What to produce: Give everything from the line containing "green tree, each" down to the line containing "column 777, row 418", both included, as a Markdown table with the columns Number and Line, leaving out blank lines.

— START —

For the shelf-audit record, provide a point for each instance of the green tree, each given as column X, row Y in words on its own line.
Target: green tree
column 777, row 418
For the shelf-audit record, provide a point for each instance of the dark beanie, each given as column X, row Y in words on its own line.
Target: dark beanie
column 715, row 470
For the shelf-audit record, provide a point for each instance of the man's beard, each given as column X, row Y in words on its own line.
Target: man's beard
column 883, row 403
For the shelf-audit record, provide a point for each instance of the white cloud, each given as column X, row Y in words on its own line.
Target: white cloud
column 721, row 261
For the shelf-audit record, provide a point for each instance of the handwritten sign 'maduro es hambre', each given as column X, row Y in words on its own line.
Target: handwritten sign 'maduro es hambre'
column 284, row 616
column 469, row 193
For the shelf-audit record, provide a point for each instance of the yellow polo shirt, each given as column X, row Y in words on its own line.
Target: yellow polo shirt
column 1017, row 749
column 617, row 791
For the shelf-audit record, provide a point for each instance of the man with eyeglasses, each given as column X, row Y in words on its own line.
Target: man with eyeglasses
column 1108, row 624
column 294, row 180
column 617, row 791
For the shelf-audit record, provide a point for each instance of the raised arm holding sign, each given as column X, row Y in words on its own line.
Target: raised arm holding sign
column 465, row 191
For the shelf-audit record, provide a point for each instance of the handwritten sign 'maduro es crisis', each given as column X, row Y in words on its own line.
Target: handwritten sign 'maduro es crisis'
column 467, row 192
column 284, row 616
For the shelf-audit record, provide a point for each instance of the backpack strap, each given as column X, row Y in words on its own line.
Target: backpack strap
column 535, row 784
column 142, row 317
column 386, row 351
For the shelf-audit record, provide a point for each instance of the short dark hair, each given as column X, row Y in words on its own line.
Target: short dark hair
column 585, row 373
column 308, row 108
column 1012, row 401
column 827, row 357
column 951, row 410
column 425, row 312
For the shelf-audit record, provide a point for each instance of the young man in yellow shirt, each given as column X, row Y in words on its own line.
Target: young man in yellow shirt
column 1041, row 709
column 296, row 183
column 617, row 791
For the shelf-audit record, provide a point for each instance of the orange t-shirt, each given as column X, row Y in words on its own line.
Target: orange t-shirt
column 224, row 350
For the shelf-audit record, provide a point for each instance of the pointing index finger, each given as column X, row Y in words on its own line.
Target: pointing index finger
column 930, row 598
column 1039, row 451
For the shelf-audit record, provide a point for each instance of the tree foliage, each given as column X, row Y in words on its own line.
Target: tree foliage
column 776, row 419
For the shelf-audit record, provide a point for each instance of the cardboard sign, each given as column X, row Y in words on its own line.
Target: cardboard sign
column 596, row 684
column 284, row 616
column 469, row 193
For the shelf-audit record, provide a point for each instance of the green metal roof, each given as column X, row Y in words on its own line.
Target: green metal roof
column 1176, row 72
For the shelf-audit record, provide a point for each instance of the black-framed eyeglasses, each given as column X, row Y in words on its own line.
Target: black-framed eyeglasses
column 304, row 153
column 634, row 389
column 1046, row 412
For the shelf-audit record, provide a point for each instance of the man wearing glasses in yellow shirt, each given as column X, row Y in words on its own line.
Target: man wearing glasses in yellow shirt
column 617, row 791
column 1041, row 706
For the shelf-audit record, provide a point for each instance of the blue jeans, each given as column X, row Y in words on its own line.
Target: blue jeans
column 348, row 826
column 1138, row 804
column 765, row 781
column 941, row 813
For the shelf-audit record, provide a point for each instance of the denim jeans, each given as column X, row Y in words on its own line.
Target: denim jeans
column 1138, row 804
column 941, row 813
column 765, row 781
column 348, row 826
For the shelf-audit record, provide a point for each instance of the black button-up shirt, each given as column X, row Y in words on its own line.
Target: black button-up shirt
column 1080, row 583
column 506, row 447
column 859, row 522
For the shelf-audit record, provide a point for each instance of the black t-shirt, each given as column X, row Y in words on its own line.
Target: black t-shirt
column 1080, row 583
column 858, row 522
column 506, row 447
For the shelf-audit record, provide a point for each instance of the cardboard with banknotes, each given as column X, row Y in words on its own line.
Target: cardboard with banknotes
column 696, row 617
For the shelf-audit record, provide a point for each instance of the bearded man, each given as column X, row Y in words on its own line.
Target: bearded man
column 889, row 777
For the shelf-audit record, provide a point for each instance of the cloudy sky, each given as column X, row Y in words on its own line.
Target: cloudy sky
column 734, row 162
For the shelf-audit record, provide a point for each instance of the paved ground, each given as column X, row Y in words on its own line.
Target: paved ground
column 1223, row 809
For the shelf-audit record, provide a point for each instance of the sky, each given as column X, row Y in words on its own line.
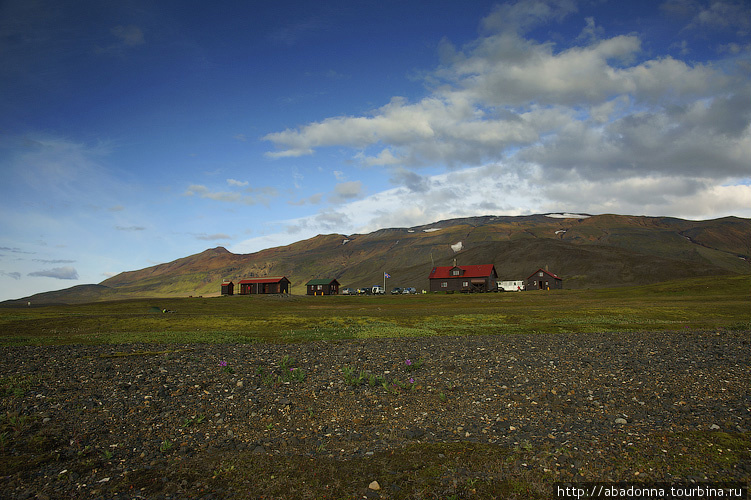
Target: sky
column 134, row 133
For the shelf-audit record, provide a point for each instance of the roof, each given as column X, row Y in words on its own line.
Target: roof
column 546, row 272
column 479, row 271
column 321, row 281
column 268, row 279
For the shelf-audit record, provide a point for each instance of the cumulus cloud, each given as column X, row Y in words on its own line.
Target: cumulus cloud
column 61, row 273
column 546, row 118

— END —
— START —

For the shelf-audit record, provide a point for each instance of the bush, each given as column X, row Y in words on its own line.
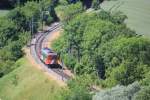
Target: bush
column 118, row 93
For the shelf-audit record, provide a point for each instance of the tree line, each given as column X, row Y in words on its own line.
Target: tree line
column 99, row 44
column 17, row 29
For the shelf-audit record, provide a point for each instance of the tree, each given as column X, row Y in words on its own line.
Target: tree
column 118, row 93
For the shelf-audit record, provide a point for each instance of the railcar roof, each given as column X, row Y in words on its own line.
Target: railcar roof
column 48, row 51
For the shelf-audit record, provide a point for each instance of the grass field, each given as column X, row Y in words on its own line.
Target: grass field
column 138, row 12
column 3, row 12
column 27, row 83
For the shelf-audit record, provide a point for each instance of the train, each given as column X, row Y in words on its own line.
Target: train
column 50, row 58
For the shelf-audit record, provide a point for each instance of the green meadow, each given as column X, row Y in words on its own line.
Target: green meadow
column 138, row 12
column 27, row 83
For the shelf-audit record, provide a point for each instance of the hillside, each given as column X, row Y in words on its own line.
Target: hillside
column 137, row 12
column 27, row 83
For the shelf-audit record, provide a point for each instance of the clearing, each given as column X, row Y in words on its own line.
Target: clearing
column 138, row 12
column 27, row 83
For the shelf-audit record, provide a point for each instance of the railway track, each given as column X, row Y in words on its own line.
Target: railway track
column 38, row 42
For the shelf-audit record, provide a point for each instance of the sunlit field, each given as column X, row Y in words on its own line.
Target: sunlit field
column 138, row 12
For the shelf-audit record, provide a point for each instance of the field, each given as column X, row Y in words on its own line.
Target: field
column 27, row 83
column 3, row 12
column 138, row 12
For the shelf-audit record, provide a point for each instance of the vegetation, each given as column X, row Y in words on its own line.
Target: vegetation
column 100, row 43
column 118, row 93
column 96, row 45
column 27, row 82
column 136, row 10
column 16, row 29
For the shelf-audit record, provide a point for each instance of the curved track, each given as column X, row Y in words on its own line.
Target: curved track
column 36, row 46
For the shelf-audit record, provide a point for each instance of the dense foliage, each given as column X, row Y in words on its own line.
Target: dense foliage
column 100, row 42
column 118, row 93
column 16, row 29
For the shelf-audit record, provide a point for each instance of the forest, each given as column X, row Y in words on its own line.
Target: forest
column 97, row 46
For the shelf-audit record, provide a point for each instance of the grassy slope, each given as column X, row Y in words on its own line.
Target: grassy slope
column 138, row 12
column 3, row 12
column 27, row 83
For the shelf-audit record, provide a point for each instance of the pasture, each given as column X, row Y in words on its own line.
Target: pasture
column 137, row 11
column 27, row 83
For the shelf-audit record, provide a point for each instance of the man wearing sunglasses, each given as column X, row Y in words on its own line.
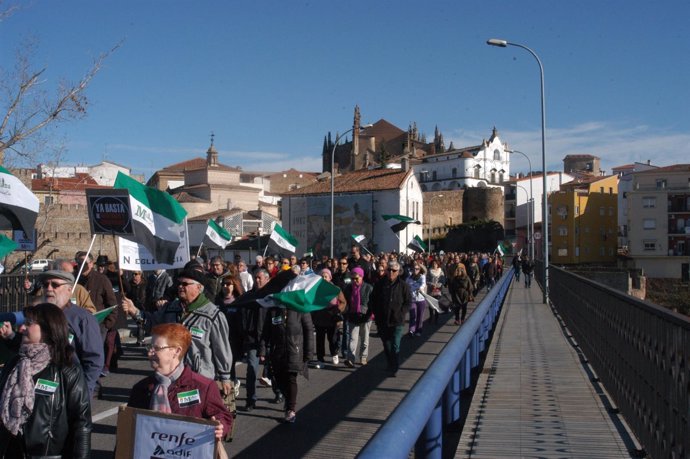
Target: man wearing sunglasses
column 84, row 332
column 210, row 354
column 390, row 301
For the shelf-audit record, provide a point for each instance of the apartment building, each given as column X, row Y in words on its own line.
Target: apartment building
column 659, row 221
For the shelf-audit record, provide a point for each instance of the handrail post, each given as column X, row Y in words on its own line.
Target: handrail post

— END —
— START —

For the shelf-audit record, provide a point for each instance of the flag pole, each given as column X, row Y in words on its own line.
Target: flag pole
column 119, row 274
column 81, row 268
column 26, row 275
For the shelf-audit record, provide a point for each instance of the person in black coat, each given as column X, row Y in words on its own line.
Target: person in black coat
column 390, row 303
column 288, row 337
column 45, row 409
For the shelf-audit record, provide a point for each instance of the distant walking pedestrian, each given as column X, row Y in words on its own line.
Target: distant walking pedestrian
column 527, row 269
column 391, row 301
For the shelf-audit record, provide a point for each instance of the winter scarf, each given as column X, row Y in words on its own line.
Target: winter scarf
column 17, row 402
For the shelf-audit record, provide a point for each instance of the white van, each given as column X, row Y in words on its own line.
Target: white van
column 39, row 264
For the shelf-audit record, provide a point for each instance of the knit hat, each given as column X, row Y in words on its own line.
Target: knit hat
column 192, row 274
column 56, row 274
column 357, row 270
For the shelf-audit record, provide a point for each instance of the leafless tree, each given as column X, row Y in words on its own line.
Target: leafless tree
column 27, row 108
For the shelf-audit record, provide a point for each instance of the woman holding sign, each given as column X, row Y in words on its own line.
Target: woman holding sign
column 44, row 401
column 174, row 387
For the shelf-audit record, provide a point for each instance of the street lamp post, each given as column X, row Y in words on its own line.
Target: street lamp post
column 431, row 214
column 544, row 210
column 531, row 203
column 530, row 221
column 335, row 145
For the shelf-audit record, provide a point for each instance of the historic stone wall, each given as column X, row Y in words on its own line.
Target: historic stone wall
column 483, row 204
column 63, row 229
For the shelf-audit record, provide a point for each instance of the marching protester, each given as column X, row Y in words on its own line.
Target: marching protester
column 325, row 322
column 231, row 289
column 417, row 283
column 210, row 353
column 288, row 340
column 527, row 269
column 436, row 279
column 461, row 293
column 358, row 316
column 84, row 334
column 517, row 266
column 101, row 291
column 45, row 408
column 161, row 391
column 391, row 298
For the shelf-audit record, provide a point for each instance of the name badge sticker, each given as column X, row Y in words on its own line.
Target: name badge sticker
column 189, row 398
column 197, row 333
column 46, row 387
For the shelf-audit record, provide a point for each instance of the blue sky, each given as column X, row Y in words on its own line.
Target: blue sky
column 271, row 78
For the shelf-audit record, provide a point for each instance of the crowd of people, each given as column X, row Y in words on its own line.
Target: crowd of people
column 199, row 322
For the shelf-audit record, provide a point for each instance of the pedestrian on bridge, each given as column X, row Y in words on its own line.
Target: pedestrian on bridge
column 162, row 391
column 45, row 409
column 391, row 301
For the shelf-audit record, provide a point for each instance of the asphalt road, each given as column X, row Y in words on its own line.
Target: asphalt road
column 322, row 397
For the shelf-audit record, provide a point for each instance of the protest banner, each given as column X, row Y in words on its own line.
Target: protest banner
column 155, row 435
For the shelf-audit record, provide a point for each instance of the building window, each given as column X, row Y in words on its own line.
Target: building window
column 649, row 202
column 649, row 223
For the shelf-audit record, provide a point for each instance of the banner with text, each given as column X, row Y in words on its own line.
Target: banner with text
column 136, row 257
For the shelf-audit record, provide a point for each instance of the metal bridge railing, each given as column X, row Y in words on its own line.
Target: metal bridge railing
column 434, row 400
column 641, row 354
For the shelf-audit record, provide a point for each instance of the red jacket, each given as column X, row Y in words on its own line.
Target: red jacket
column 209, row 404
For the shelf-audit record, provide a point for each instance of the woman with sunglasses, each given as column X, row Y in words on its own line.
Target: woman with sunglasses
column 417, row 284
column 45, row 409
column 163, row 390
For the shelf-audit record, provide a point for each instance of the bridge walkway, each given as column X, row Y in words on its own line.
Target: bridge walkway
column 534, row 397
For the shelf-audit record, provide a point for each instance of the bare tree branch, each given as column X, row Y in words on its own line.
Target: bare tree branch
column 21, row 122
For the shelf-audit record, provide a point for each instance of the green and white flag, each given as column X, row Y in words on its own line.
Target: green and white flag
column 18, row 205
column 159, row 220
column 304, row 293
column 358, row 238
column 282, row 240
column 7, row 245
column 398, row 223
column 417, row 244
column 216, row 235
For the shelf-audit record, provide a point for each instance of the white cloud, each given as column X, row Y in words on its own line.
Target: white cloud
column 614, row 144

— END —

Output for this task:
| Number | Line |
|---|---|
| 1 | For the shelf-audit record, provide a point for each instance of the green tree, each given as column X, row Y in words on its own line. |
| 2 | Target: green tree |
| 3 | column 777, row 418 |